### Passage shown
Skip to content

implement quality control steps #6

@matbonfanti

Description

@matbonfanti

Description of feature

implement steps for QC metrics plot using this code from @SaraTerzol

# Quality control
def qc_from_h5ad(
    h5ad_path,
    sample_id,
    plots_dir="/home/jovyan/work/results/QC_plots",
    output_dir="/home/jovyan/work/results/object/H5AD",
    min_counts=100,
    min_genes=50,
    max_mt=20,
    novelty_thresh=0.8,
    min_cells=3,
    pdf_pages=None  # optional PdfPages object to save all plots in a single PDF
):
    """
    Perform full QC starting from a 016um H5AD file, including:
    - In-tissue filtering
    - Genes/UMI per spot
    - Mitochondrial, ribosomal, hemoglobin gene QC
    - Combined QC plots
    - Local outlier detection
    - Save filtered AnnData
    
    Parameters
    ----------
    h5ad_path : str
        Path to the 016um H5AD file.
    sample_id : str
        Sample identifier.
    plots_dir : str
        Directory where QC plots will be saved.
    output_dir : str
        Directory where the filtered AnnData will be saved.
    pdf_pages : PdfPages, optional
        Pass an open PdfPages object to save all plots in a single PDF.
        
    Returns
    -------
    dict
        Summary statistics: total spots, in-tissue spots, genes/UMI per spot.
    """

    # ------------------------
    # Create directories if needed
    # ------------------------
    os.makedirs(plots_dir, exist_ok=True)
    os.makedirs(output_dir, exist_ok=True)
    sns.set(style="whitegrid")
    
    # ------------------------
    # Start message
    # ------------------------
    print(f"\n=== Processing sample: {sample_id} ===")
    
    # ------------------------
    # Load 016um AnnData
    # ------------------------
    adata = sc.read_h5ad(h5ad_path)
    adata.obs['sample'] = sample_id
    
    # ------------------------
    # Count spots
    # ------------------------
    total_spots = len(adata.obs['in_tissue'])
    n_in_tissue = (adata.obs['in_tissue'] == 1).sum()
    n_out_tissue = (adata.obs['in_tissue'] == 0).sum()
    print(f"Total spots: {total_spots}, In tissue: {n_in_tissue}, Outside tissue: {n_out_tissue}")
    
    # ------------------------
    # Filter in-tissue spots
    # ------------------------
    adata.obs["in_tissue_str"] = ["In tissue" if x==1 else "Outside tissue" for x in adata.obs["in_tissue"]]
    adata = adata[adata.obs["in_tissue_str"]=="In tissue"].copy()

### Required actions
1. Answer these from the quality control issue:
(a) What is the default value of max_mt?
(b) What does the docstring say the function returns?
(c) What label does the code give to spots whose in_tissue value is not 1?
2. List every step that the docstring in the quality control issue says the full QC includes.
3. Carry on the quality control issue's code from the point where it stops.
The data after this note comes from a separate source, not from the quality control issue.

### Entries provided
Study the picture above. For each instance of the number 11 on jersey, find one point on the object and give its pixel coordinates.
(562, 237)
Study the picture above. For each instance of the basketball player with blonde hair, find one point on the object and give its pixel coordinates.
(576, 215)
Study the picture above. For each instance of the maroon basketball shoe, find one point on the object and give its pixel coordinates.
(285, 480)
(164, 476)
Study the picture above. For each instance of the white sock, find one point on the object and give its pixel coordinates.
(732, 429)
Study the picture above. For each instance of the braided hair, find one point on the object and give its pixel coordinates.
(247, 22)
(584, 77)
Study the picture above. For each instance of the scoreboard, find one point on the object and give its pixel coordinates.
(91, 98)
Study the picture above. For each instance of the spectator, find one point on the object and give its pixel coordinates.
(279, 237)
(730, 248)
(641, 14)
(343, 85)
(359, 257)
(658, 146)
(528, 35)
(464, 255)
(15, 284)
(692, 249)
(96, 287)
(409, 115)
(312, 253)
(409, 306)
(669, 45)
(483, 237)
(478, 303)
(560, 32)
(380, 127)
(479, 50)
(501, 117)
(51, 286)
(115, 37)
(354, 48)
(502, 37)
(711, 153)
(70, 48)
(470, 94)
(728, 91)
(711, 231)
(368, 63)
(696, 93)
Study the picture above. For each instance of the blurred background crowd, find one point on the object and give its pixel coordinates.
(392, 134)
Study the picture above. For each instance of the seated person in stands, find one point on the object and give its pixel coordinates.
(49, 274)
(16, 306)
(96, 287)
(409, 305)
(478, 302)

### Responses to the tasks
1.
(a) 20
(b) A dict of summary statistics: total spots, in-tissue spots, genes/UMI per spot.
(c) "Outside tissue"

2.
- In-tissue filtering
- Genes/UMI per spot
- Mitochondrial, ribosomal, hemoglobin gene QC
- Combined QC plots
- Local outlier detection
- Save filtered AnnData

3.
    
    if not sp.issparse(adata.X):
        adata.X = sp.csr_matrix(adata.X)
    
    # ------------------------
    # Compute genes and UMI per spot
    # ------------------------
    genes_per_spot = np.array((adata.X > 0).sum(axis=1)).flatten()
    umi_per_spot = np.array(adata.X.sum(axis=1)).flatten()
    mean_genes_per_spot = genes_per_spot.mean()
    mean_umi_per_spot = umi_per_spot.mean()
    
    print(f"Mean genes per spot: {mean_genes_per_spot:.2f}")
    print(f"Mean UMI per spot: {mean_umi_per_spot:.2f}")
    
    # ------------------------
    # Flag genes for QC
    # ------------------------
    adata.var["mt"] = adata.var_names.str.startswith("MT-")
    adata.var["ribo"] = adata.var_names.str.startswith(('RPS','RPL'))
    adata.var["hb"] = adata.var_names.str.startswith("HB")
    
    # ------------------------
    # Calculate QC metrics
    # ------------------------
    sc.pp.calculate_qc_metrics(
        adata,
        qc_vars=['mt','ribo','hb'],
        inplace=True,
        percent_top=[20],
        log1p=True
    )
    
    print(adata.obs)
    
    # ------------------------
    # Compute novelty (complexity) score
    # ------------------------
    
    # Novelty score
    novelty_score = genes_per_spot / umi_per_spot
    adata.obs["novelty_score"] = novelty_score
    adata.obs["low_complexity"] = novelty_score < novelty_thresh
    num_low_complexity = adata.obs["low_complexity"].sum()
    print(f"Num_low_complexity: {num_low_complexity}")
    

    # QC flags for global outliers
    adata.obs["qc_lib_size"] = adata.obs["total_counts"] < min_counts
    adata.obs["qc_detected"] = adata.obs["n_genes_by_counts"] < min_genes
    if "pct_counts_mt" in adata.obs.columns:
        adata.obs["qc_mito"] = adata.obs["pct_counts_mt"] > max_mt
    else:
        adata.obs["qc_mito"] = False
        
    # ------------------------
    # MT table
    # ------------------------
    if "pct_counts_mt" in adata.obs.columns:
        mt_table = pd.DataFrame({
            "Sample": [sample_id],
            "Total spots": [total_spots],
            "Mean % MT": [adata.obs["pct_counts_mt"].mean()],
            "Median % MT": [adata.obs["pct_counts_mt"].median()],
            "Max % MT": [adata.obs["pct_counts_mt"].max()],
            "Min % MT": [adata.obs["pct_counts_mt"].min()]
        })

        print("\n--- Mitochondrial counts summary ---")
        print(mt_table)


    # ------------------------
    # QC plots before filtering
    # ------------------------
    fig, axs = plt.subplots(1, 3, figsize=(18, 5))

    sns.histplot(adata.obs["total_counts"], kde=True, color="skyblue", ax=axs[0])
    axs[0].set_title(f"{sample_id} - Total Counts per Spot")
    axs[0].set_xlabel("Total counts")
    axs[0].set_ylabel("Number of spots")

    sns.histplot(adata.obs["n_genes_by_counts"], kde=True, bins=60, color="lightgreen", ax=axs[1])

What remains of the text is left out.